▶ PROBLEM
Convert the material below into a JSON list of strings, with one string per line and no blank lines. Leave the pictures out.

Records from an annotation dataset:
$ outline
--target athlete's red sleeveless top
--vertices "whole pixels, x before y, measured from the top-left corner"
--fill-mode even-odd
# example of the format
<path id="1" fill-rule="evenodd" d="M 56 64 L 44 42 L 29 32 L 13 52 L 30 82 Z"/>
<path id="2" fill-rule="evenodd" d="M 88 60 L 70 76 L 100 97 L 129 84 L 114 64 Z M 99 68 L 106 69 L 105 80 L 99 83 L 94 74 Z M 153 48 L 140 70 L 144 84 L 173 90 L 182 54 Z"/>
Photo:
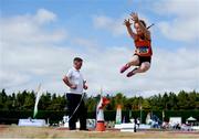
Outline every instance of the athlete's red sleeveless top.
<path id="1" fill-rule="evenodd" d="M 153 50 L 151 50 L 151 41 L 150 40 L 142 40 L 140 38 L 136 39 L 134 41 L 136 50 L 135 54 L 139 56 L 151 56 Z"/>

▶ EXERCISE OUTPUT
[
  "$ outline",
  "--target athlete's red sleeveless top",
  "--vertices \"whole pixels, x before y, measured from the top-left corner\"",
  "--fill-mode even-odd",
  "# example of the format",
  "<path id=\"1\" fill-rule=\"evenodd\" d=\"M 56 64 L 44 42 L 29 32 L 13 52 L 30 82 Z\"/>",
  "<path id=\"2\" fill-rule=\"evenodd\" d=\"M 88 60 L 70 76 L 100 97 L 129 84 L 114 64 Z M 99 68 L 106 69 L 105 80 L 99 83 L 94 74 Z M 153 48 L 140 70 L 144 84 L 173 90 L 182 54 Z\"/>",
  "Photo:",
  "Outline every instance of the athlete's red sleeveless top.",
  "<path id=\"1\" fill-rule=\"evenodd\" d=\"M 153 50 L 151 50 L 151 41 L 150 40 L 142 40 L 140 38 L 136 39 L 134 41 L 136 50 L 135 54 L 139 56 L 151 56 Z\"/>"
]